◆ Goal ◆
Return each line from the records below that contains the string "tracery". Case matters.

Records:
***

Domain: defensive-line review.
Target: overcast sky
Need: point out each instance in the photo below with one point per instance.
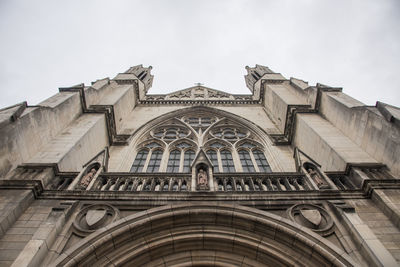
(50, 44)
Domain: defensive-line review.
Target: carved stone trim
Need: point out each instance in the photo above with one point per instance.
(94, 217)
(312, 217)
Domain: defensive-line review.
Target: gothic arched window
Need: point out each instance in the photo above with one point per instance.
(188, 158)
(155, 161)
(229, 144)
(140, 160)
(174, 160)
(212, 154)
(246, 161)
(261, 161)
(227, 161)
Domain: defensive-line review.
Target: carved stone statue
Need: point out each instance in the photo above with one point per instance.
(202, 178)
(85, 181)
(316, 177)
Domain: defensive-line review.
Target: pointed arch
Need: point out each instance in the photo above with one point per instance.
(272, 154)
(233, 234)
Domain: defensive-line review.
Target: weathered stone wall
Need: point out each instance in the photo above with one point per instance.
(323, 142)
(22, 139)
(365, 126)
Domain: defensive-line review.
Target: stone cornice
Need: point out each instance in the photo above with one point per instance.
(290, 123)
(107, 110)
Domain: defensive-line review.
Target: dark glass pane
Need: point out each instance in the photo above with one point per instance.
(139, 162)
(227, 161)
(189, 157)
(155, 160)
(245, 159)
(261, 161)
(213, 157)
(174, 160)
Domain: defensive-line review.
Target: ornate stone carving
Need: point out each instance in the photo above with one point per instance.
(316, 177)
(202, 179)
(94, 217)
(85, 181)
(313, 217)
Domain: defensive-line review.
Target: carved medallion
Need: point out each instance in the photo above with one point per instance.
(93, 217)
(313, 217)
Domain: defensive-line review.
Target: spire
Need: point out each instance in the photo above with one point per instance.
(255, 74)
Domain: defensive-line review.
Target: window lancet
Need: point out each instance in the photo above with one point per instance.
(212, 155)
(261, 161)
(174, 160)
(140, 160)
(229, 145)
(227, 161)
(246, 161)
(188, 158)
(155, 161)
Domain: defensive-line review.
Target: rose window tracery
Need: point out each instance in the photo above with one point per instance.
(171, 146)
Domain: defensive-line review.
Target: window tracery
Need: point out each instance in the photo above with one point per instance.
(230, 146)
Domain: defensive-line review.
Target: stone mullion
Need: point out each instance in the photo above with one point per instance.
(254, 161)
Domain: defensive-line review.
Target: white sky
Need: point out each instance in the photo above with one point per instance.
(49, 44)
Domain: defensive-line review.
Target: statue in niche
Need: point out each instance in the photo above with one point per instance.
(85, 181)
(316, 177)
(202, 178)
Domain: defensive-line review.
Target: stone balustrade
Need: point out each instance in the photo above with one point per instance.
(271, 182)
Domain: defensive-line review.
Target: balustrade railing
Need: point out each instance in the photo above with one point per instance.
(342, 182)
(142, 183)
(271, 182)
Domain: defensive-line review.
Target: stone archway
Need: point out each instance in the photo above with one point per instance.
(200, 234)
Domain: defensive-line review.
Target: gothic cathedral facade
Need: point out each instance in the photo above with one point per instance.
(110, 175)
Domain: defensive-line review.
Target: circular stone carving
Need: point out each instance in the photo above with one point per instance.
(94, 217)
(313, 217)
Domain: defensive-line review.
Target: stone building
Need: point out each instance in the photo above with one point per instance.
(110, 175)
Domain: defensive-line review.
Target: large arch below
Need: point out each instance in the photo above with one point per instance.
(199, 234)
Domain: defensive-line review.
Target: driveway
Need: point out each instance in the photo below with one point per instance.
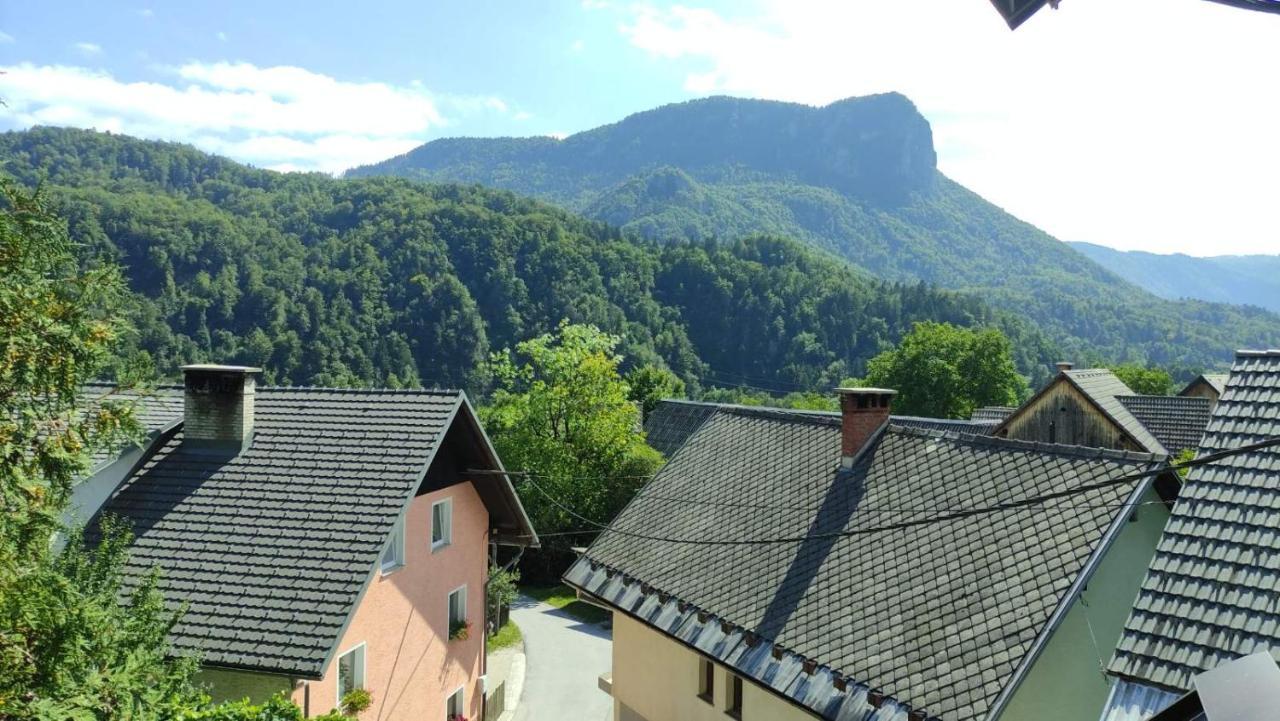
(563, 660)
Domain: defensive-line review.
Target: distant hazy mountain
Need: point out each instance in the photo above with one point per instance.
(858, 178)
(1253, 279)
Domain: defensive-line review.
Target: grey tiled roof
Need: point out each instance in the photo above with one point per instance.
(673, 420)
(155, 410)
(272, 548)
(1212, 591)
(1105, 388)
(938, 615)
(1176, 421)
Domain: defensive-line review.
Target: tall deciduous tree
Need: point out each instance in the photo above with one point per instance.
(561, 413)
(69, 648)
(944, 370)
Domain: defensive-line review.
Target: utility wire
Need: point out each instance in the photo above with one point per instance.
(942, 518)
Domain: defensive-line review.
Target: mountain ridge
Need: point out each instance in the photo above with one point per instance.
(1240, 279)
(865, 187)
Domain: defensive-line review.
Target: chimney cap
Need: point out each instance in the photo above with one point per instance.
(867, 391)
(215, 366)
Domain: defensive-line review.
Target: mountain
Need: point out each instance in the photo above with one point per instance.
(1246, 279)
(385, 281)
(858, 178)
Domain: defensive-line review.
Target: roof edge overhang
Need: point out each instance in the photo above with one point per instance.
(528, 538)
(1073, 592)
(735, 646)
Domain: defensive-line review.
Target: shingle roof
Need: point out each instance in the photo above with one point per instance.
(938, 615)
(272, 548)
(1212, 591)
(673, 420)
(1105, 388)
(155, 410)
(1176, 421)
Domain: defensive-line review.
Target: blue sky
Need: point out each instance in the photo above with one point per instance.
(1130, 123)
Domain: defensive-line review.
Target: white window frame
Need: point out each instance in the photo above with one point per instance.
(461, 692)
(449, 606)
(360, 669)
(397, 544)
(447, 534)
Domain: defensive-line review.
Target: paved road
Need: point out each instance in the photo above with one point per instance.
(563, 660)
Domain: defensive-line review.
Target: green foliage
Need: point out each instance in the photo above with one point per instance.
(355, 701)
(502, 589)
(649, 384)
(506, 637)
(561, 413)
(725, 168)
(946, 372)
(394, 283)
(1144, 380)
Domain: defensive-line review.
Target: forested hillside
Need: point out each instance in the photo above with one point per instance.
(1253, 279)
(325, 281)
(858, 178)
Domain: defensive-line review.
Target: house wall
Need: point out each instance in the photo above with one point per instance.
(411, 666)
(236, 685)
(1064, 415)
(656, 679)
(1066, 681)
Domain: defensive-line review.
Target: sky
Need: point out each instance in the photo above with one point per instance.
(1139, 124)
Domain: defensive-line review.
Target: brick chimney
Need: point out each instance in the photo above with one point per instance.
(218, 407)
(862, 413)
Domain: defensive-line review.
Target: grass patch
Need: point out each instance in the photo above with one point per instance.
(506, 637)
(563, 598)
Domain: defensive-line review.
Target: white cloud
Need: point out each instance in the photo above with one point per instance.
(1136, 124)
(279, 117)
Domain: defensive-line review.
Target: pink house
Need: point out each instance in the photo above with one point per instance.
(324, 541)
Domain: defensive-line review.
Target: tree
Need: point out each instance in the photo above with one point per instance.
(68, 647)
(649, 384)
(1144, 380)
(561, 413)
(941, 370)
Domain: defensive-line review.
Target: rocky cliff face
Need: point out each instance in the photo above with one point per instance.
(877, 149)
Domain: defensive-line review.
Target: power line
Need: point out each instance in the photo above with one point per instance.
(1034, 501)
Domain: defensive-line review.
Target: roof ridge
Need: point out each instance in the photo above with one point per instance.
(1041, 446)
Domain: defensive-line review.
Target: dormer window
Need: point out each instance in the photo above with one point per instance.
(393, 556)
(442, 524)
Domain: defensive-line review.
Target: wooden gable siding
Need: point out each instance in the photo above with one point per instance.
(1061, 414)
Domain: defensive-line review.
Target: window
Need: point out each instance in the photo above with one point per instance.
(351, 671)
(442, 524)
(394, 555)
(458, 628)
(705, 680)
(456, 707)
(734, 707)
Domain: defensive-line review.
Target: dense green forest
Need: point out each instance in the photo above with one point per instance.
(385, 281)
(856, 178)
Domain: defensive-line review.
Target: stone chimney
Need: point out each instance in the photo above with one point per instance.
(862, 413)
(218, 407)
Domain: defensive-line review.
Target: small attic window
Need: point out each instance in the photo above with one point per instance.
(442, 524)
(393, 556)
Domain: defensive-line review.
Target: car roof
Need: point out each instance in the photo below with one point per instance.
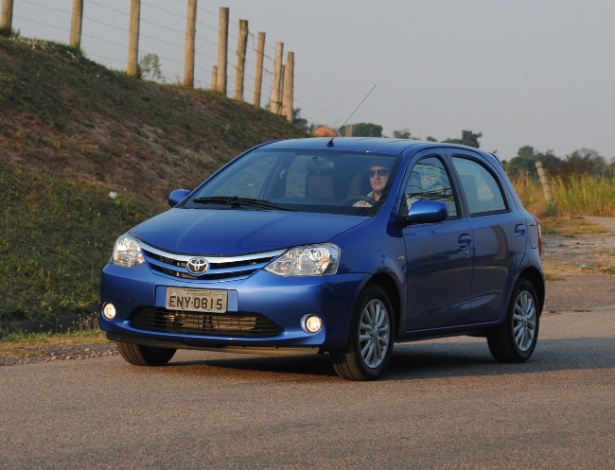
(353, 144)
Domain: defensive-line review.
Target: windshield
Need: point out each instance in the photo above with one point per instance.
(330, 182)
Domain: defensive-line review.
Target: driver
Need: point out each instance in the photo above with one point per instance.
(378, 178)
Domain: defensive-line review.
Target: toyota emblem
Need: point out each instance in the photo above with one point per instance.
(197, 266)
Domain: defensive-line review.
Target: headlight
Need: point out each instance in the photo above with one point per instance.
(127, 252)
(310, 260)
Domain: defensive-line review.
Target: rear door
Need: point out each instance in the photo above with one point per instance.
(499, 235)
(439, 255)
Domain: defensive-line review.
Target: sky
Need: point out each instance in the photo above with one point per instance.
(521, 72)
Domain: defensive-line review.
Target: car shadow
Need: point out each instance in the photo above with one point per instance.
(426, 360)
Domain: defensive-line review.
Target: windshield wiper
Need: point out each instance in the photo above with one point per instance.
(235, 201)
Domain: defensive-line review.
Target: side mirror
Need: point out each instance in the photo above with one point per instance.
(177, 196)
(425, 211)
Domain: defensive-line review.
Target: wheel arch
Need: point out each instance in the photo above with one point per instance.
(535, 277)
(388, 284)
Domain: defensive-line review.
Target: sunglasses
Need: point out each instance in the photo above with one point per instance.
(379, 172)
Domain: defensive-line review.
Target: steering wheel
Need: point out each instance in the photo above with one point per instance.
(349, 201)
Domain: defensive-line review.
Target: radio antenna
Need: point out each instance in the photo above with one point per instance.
(330, 143)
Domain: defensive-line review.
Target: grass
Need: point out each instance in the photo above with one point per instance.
(19, 345)
(55, 236)
(71, 132)
(584, 195)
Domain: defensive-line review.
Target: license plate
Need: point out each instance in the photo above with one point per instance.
(196, 300)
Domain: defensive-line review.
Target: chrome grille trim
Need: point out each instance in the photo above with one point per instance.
(220, 267)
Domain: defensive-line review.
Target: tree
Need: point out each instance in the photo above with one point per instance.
(525, 161)
(582, 161)
(468, 138)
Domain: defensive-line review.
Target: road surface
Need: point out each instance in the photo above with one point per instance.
(443, 404)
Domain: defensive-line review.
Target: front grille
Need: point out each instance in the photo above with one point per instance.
(237, 324)
(220, 267)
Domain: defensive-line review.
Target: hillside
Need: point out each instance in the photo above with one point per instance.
(71, 131)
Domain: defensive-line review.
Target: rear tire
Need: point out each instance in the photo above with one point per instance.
(139, 355)
(370, 344)
(515, 340)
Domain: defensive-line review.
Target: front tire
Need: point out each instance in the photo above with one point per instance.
(138, 355)
(515, 340)
(370, 344)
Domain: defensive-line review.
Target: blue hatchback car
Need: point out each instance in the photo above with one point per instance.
(341, 246)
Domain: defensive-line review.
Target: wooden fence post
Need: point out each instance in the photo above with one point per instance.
(76, 24)
(276, 92)
(242, 45)
(289, 79)
(222, 50)
(7, 15)
(132, 68)
(258, 79)
(545, 183)
(189, 50)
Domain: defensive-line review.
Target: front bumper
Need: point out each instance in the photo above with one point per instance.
(263, 298)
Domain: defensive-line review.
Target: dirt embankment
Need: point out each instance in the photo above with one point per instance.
(581, 270)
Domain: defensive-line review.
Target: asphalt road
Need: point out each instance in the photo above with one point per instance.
(443, 404)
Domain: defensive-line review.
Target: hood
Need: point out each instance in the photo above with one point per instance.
(234, 232)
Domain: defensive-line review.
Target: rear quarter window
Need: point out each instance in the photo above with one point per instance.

***

◆ Full output ◆
Target: rose window tracery
Target: window tracery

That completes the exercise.